◆ **Task prompt**: Copy the items below again, from the line with "Could you identify the illuminated" through the end of the items, keeping every request line as it stands. In the answers, adjust each coordinate by -89.

(Object point labels)

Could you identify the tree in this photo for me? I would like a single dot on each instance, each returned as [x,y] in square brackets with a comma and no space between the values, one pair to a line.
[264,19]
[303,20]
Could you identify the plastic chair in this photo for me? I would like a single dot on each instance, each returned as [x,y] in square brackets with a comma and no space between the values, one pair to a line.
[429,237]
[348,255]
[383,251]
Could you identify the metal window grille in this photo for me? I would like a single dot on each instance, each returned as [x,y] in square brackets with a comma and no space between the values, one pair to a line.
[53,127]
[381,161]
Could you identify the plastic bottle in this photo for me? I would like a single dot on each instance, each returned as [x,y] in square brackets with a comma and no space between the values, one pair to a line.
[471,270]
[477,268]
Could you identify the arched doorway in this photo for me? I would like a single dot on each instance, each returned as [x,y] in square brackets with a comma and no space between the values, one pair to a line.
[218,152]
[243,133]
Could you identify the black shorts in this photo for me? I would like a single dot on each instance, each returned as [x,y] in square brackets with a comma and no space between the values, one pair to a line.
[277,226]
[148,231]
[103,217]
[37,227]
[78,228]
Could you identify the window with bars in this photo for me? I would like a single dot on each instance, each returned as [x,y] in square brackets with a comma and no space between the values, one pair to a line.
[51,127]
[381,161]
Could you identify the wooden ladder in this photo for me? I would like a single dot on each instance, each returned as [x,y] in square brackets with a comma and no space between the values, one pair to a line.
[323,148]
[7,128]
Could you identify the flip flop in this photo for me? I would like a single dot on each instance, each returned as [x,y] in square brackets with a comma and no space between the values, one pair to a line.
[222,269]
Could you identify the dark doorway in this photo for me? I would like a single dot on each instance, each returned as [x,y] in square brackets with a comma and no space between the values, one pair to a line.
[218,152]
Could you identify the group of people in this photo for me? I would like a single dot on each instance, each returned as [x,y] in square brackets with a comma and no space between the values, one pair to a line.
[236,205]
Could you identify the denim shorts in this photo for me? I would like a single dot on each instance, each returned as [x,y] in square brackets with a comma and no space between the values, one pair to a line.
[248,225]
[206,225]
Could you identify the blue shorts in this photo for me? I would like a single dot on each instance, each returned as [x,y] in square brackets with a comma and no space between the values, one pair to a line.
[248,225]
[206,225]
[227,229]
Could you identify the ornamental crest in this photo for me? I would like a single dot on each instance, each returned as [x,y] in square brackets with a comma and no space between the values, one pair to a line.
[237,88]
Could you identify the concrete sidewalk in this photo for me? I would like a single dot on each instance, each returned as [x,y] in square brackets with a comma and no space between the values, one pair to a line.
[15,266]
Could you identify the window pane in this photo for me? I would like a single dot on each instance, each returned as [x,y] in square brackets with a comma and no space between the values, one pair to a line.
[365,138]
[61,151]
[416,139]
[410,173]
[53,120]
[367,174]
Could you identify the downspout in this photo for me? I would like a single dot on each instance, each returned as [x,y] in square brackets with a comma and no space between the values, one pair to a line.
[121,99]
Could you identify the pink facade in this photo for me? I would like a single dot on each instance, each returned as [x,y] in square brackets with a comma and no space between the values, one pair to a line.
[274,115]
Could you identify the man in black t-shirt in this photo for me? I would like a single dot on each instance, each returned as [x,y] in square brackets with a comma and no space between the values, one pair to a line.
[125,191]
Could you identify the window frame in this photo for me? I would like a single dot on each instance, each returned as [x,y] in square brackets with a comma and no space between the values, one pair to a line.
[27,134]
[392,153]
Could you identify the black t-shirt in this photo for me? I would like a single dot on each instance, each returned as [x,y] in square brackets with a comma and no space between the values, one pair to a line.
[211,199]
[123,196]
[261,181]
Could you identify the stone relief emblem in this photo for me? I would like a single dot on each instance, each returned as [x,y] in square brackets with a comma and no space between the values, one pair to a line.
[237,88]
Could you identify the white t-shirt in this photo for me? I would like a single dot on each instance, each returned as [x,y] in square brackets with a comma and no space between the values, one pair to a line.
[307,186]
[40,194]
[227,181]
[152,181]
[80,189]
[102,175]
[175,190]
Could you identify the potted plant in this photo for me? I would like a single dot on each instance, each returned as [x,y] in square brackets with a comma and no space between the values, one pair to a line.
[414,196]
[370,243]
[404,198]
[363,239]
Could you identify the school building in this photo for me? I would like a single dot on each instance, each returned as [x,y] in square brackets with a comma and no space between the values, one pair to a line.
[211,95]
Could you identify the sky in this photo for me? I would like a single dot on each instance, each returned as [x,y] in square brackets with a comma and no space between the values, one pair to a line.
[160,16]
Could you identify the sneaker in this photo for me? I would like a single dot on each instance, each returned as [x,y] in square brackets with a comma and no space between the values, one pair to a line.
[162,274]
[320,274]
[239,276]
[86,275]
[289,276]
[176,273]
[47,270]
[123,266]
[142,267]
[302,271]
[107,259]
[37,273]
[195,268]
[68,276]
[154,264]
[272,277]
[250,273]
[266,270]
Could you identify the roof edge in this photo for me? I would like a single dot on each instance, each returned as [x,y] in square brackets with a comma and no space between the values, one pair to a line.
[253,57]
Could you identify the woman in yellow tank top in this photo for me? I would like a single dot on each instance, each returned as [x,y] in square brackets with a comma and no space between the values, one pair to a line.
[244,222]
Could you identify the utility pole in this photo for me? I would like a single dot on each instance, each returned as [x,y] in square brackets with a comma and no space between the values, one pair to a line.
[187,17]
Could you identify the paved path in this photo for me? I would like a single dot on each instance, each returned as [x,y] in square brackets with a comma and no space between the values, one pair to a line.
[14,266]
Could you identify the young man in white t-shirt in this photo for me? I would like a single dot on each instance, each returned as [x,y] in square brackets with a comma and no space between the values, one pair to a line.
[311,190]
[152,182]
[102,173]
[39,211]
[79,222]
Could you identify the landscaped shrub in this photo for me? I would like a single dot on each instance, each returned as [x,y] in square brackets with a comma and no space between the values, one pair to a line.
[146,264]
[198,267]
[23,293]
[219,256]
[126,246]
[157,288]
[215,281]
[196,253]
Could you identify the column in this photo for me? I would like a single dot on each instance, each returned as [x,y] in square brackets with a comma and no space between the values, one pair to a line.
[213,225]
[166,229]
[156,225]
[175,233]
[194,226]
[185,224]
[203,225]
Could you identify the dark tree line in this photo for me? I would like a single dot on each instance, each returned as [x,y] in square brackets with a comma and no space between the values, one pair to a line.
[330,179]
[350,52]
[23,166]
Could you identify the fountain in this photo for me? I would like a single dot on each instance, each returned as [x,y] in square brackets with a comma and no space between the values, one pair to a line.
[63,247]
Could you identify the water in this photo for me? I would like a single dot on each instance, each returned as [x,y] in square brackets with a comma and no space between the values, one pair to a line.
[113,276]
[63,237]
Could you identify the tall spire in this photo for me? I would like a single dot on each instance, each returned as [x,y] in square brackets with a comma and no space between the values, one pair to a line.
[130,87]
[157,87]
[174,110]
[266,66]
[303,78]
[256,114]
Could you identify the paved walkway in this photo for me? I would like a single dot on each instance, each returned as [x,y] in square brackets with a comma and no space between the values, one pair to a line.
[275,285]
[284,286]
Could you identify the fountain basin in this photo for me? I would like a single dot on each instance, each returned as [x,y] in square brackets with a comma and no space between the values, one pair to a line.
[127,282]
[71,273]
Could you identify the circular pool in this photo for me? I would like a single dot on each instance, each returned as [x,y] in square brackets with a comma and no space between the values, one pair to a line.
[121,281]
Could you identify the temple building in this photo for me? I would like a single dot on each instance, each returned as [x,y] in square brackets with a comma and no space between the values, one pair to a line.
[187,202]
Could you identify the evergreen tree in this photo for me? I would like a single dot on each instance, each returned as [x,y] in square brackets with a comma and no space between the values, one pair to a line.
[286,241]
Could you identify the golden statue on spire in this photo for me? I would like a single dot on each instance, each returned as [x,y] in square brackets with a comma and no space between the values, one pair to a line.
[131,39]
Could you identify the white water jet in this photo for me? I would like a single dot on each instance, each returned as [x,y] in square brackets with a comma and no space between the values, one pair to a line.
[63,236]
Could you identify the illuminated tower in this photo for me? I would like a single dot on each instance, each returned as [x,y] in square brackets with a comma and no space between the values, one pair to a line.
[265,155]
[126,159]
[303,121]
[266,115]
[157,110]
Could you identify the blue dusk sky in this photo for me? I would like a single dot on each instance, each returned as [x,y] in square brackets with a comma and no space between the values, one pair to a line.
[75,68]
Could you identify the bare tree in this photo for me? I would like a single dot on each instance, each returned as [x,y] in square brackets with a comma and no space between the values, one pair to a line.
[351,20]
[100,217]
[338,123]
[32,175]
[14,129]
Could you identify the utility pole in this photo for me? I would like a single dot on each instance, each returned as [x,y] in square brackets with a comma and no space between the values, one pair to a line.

◆ **Result of the exercise**:
Could you identify the illuminated tower in this photo for me? I would like a single dot on each instance, each returned as [x,y] in square brackets with a comma and no space between the values, one pair to a line.
[176,66]
[37,70]
[214,32]
[177,26]
[68,21]
Could you identify the blue dusk sky in this photo for me? I would like a single dot on each instance, each returned as [x,y] in square brackets with a comma and no space between the values, one pair to a line.
[-14,-21]
Could you identify the bare tree in this photo for me? I would like a single dot on each instance, each returned as [x,y] in square brackets with a comma and no space between the values, one pair to a line.
[262,-69]
[11,128]
[249,34]
[-57,86]
[-75,40]
Could you identify the utility pole in this photo for me? I would like a single dot on each instance, each returned as [x,y] in square brackets with a comma and no space between the values, one pair to a line.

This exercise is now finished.